# Mr. Brambleburr Tiddlywinks Reed!



## CharReed (Sep 7, 2011)

I just rescued my hedgie today. First hedgie, though I've been researching and watching them on Youtube for years (since about 2007).

Here are some pics- the good part!









More pics:
https://picasaweb.google.com/106554433323426835564/NewHedgie

I don't have too many questions since I've been lurking on this forum and researching for so long, but I did just want to say hi and introduce myself and Bramble. Bramble is about a year and a half and albino, as you can see. The breeder who rescued him said she quarantined him for mites and he was in good health. I'm going to the vet next week to get him acquainted with them and to get him his first checkup with me.

He seems a smidge on the plump side, but I got him a Carolina Storm Bucket Wheel from Larry  I'm sure it'll arrive in the next few days. He's got a toilet paper tube, food, water, an igloo and a corner potty in there I'm going to try to train him to use. I have him on felt as I've read it's pretty easy to keep clean and wash. I'm planning on washing with vinegar- it cleans everything and it's hedgie safe!

One thing I'm slightly concerned about is him drinking out of the water bottle I got for him. I didn't want to use a dish water bowl because I hear they are piggies and will quickly either poop in it or otherwise knock it over. I tried to show him where the water bottle was and put his nose on it and tap the water and leak some on his head, but he never seemed to make the connection. I plan on listening tonight for the sound of him drinking, but as I'll be sleeping, I may miss it. Any suggestions for making sure he's drinking from it?

I'm really happy with him! I've been letting him acclimate today, though he's extremely friendly and not too disturbed by being woken up (though he does the angry hedgie chuckle shuffle sound). He's been left alone most of the day and I'm going to see if he gets a little more active at night, I'm sure he will.

_Given data_
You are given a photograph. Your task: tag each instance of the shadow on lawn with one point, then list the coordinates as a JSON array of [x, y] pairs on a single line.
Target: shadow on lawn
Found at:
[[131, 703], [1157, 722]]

_Directions_
Continue the hedgehog forum post, starting after its last sentence.

_Response for this exercise_
I look forward to hearing what you guys think!


----------



## Guest (Sep 8, 2011)

CharReed said:


> I just rescued my hedgie today. First hedgie, though I've been researching and watching them on Youtube for years (since about 2007).
> 
> Here are some pics- the good part!
> 
> ...


Hello he is adorable I am surprised you mention creeping on this board for so long and mention the water bottle over the water bowl as most posters here state a water bowl is better for the natural drinking position and overall ability to drink freely. There have been some reports of chipped teeth and tongue injuries from water bottles as well. My girls both have bowls and they never make any mess in the water and I feel so horrible when I had a water bottle because to struggle for such small amounts of water when they can get it so much quicker and comfortably in a water bowl seemed the right way but that is my opinion.

He doesn't look plump at all as long as he doesn't have fatty legs and can ball he is probably a good weight.

What are you planning on feeding the little guy?


----------



## Rainy (Jul 27, 2011)

Welcome to HHC! Bramble is adorable!


----------



## CharReed (Sep 7, 2011)

*TWCOGAR*- Thanks for posting!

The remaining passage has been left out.